**WRITTEN REQUEST**: State how many lines of the items below contain the word "orange", counting only matches with the same case, and give only that number.

*** EXCERPTED RECORDS

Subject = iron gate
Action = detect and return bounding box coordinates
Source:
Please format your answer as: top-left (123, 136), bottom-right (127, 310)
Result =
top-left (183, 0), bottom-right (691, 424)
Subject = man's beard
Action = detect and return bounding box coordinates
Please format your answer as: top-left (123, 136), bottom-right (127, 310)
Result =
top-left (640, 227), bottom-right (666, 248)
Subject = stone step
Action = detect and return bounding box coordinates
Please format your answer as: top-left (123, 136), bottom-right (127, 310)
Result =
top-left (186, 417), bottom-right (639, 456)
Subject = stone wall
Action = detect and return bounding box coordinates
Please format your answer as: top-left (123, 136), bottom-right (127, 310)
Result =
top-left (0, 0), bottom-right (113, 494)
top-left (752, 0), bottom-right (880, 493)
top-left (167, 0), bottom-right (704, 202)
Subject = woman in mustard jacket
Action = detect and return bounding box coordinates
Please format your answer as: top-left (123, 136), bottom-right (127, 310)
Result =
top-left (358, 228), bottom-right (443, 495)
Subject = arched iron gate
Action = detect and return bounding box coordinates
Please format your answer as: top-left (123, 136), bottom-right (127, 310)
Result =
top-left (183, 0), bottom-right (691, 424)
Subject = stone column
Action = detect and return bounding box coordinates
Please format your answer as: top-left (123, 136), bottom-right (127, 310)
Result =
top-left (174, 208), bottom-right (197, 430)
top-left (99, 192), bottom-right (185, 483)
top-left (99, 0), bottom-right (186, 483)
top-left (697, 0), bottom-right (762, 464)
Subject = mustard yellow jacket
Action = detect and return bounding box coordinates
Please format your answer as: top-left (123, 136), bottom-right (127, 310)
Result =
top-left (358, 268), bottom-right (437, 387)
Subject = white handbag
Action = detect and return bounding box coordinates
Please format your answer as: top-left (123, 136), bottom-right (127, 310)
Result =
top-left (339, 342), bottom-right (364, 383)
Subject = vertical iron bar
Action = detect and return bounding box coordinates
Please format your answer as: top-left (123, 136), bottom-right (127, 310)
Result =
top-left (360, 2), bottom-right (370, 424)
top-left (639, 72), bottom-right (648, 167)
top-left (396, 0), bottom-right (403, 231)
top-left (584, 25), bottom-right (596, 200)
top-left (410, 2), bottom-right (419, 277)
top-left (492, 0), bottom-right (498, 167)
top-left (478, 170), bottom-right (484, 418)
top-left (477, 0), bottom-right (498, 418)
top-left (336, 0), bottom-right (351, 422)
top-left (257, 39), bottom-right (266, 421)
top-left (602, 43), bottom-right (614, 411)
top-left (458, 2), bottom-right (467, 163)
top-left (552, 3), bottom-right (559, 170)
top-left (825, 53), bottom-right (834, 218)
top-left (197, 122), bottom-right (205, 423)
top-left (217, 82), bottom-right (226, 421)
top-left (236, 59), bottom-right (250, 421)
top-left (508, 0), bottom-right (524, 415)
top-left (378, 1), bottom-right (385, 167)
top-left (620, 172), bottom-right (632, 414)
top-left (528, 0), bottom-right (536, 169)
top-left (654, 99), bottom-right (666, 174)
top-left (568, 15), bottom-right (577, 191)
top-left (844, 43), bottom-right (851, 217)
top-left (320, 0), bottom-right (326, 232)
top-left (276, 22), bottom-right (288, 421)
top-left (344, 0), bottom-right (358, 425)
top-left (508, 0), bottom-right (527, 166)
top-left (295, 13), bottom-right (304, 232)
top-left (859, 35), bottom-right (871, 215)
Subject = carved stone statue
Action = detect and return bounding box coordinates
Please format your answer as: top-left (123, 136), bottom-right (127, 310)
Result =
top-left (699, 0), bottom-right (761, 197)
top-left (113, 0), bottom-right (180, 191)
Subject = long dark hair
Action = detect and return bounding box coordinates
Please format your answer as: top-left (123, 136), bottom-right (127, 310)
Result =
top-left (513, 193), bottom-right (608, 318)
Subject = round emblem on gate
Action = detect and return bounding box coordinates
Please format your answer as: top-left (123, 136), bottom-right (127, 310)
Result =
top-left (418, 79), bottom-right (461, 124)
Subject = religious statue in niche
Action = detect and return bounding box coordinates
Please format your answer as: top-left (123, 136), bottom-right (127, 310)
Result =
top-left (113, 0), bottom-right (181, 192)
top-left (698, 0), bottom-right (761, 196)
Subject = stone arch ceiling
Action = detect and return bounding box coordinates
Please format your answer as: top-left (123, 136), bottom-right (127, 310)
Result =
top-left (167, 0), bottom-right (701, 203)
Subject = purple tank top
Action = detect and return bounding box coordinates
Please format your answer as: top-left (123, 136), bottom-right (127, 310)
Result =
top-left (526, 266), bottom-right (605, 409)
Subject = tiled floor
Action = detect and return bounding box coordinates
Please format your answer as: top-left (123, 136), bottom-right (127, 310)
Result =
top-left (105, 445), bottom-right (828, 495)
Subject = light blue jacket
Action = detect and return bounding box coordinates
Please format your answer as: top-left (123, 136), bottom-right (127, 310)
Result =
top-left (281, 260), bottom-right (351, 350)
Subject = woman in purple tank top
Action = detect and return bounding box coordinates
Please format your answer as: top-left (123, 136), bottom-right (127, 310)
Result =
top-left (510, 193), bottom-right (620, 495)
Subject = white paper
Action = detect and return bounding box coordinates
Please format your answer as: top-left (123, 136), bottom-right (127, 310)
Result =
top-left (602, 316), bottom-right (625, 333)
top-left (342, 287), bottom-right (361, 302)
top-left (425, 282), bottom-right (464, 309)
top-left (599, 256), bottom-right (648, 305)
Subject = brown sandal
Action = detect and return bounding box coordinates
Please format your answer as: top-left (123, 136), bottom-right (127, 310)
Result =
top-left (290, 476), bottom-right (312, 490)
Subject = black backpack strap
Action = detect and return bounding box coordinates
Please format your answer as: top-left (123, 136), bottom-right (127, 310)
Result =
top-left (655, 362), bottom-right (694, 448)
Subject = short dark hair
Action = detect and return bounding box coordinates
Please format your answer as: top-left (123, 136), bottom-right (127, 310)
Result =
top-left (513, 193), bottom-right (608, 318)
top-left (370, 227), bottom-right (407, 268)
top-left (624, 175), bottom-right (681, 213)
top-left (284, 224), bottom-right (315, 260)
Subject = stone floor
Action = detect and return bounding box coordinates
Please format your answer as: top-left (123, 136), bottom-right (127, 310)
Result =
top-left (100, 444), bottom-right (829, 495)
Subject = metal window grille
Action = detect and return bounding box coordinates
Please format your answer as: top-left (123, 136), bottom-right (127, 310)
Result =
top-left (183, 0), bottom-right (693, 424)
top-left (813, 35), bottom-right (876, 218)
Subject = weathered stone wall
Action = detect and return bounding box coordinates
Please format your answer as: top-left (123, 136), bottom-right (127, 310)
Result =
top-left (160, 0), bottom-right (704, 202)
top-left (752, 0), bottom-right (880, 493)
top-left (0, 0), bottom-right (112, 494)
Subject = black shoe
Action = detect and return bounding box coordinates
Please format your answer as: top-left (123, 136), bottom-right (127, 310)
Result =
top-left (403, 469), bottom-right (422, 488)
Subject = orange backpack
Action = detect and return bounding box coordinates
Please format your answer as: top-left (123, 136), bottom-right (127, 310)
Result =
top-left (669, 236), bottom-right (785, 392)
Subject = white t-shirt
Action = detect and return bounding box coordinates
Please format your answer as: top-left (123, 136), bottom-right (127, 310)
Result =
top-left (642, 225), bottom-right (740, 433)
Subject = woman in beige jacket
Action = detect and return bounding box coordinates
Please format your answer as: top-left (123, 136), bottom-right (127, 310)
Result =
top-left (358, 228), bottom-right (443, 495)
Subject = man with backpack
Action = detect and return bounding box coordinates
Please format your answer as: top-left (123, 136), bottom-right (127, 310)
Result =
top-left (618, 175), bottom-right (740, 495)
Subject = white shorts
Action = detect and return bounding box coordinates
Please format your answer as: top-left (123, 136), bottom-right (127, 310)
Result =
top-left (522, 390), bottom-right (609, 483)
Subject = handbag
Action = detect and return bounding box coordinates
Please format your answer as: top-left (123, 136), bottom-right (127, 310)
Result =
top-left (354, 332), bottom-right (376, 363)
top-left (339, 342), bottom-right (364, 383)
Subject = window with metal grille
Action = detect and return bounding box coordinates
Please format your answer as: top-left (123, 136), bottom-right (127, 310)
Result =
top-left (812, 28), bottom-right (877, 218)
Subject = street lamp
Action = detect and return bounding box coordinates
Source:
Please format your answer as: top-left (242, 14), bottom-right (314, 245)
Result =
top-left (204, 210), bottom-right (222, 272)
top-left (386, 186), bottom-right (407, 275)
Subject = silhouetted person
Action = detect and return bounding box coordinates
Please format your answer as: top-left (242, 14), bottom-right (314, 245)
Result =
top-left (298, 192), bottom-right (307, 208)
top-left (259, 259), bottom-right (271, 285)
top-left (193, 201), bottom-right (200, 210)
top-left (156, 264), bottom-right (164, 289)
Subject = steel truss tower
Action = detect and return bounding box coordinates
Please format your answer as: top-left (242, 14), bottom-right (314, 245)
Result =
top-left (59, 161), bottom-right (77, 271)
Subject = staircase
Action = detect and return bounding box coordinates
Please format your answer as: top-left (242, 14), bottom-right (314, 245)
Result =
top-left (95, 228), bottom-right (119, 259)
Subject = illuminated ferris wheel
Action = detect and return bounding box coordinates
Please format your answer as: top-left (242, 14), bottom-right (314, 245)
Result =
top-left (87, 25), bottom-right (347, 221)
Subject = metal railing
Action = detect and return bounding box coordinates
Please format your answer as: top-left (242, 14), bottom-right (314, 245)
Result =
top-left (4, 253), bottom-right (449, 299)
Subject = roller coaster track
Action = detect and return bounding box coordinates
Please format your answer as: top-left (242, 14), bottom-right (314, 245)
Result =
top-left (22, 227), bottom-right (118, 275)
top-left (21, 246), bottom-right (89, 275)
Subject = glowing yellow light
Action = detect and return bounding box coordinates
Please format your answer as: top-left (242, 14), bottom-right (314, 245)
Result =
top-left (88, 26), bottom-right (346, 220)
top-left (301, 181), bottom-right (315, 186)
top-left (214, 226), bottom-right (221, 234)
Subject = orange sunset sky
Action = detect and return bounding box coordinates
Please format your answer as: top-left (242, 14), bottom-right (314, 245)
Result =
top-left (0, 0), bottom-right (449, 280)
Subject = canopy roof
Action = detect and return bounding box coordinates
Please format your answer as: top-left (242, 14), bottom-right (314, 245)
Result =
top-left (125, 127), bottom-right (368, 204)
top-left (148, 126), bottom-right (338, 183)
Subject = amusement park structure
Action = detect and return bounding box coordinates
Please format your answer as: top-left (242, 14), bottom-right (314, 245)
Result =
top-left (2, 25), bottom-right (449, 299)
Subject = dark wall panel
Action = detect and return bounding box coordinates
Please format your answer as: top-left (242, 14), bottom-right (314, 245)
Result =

******

**THE RESULT**: 2